Lost in the Weather Forecast: The Effect of Climate Risk on Firm Performance and Managerial Choices – An International Comparison
Posted: 4 Sep 2014
Date Written: September 2, 2014
Abstract
This paper examines the implications of a country’s climate risk on firms’ performance, financial policies, and financial accounting and tax choices. We measure a country’s climate risk using the Global Climate Risk Index (Harmeling and Eckstein, 2013), which captures the extent of a country’s weather-related losses. Based on the sample period of 1993-2012, we show that firms in countries with greater climate risk have lower and more volatile accounting and cash earnings. Consistent with holding cash to hedge against the earnings volatility induced by the climate risk, these firms also hold more cash and are less likely to distribute cash dividends. Moreover, we contend that severe climate events and the corresponding lower and more volatile earnings provide managers with incentives and opportunities to engage in accounting and tax management. Consistent with this conjecture, our cross-country analysis indicates that climate risk is positively associated with the levels of discretionary accruals and tax avoidance. Finally, we provide evidence that banks price the climate risk into the borrowing cost by charging a higher cost of debt capital for firms in countries with greater climate risk. Overall, we provide initial evidence that climate risk influences a firm’s performance and managerial choices based on our international comparisons. This has potentially important implications given the advent of increasingly risky climate conditions in the future.

DATA LISTING -
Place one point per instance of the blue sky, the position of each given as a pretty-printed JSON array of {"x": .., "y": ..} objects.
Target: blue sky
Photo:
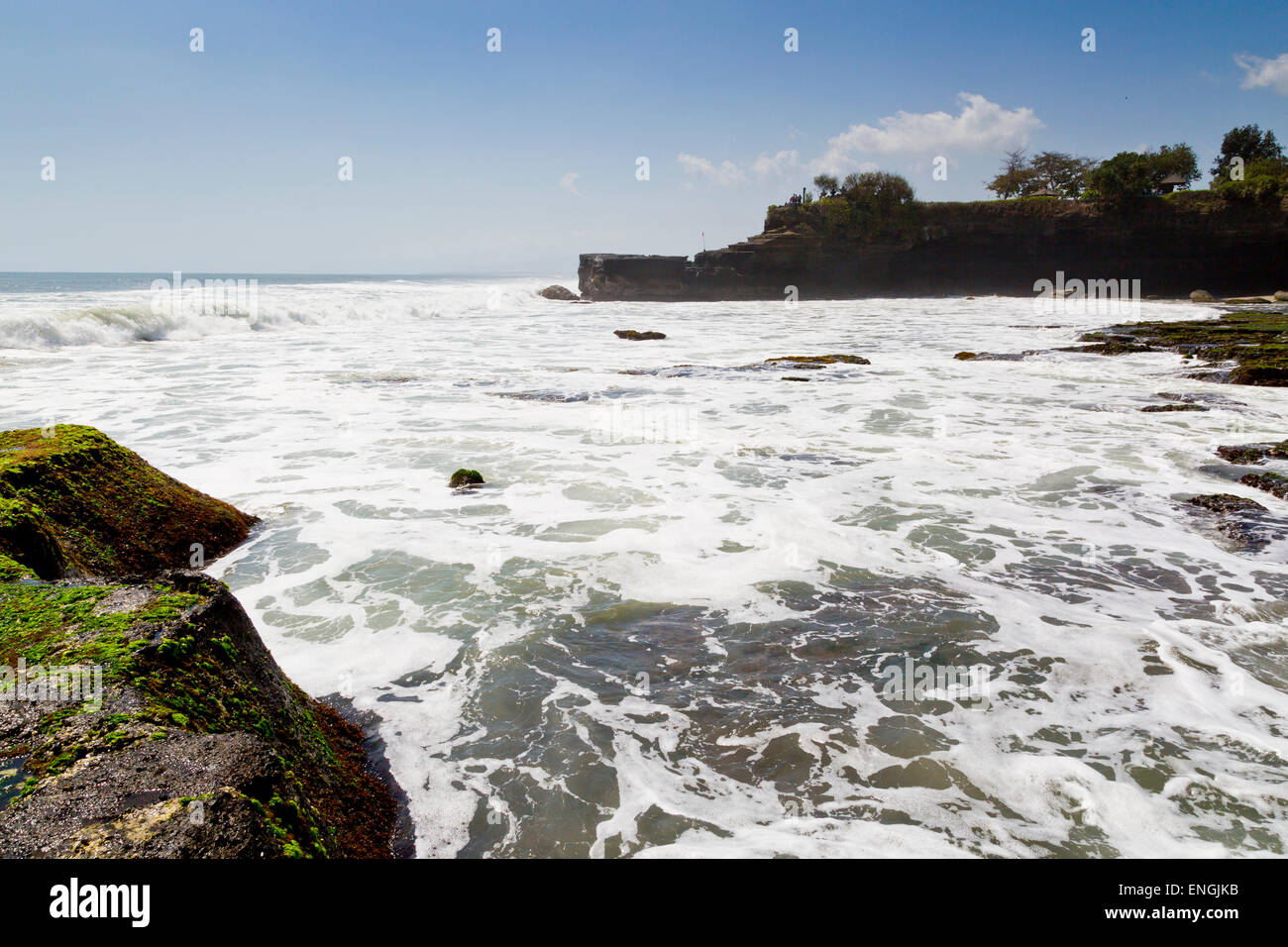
[{"x": 515, "y": 161}]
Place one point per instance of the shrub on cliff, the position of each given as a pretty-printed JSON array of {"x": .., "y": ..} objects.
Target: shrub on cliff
[
  {"x": 1265, "y": 180},
  {"x": 1247, "y": 145},
  {"x": 1141, "y": 174},
  {"x": 1047, "y": 170}
]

OBJECTIVE -
According to the climate risk abstract, what measure is used for a country's climate risk? Please answer in a few words. The entries come from a separate source unrelated to the abstract.

CORRECT OUTPUT -
The Global Climate Risk Index (Harmeling and Eckstein, 2013).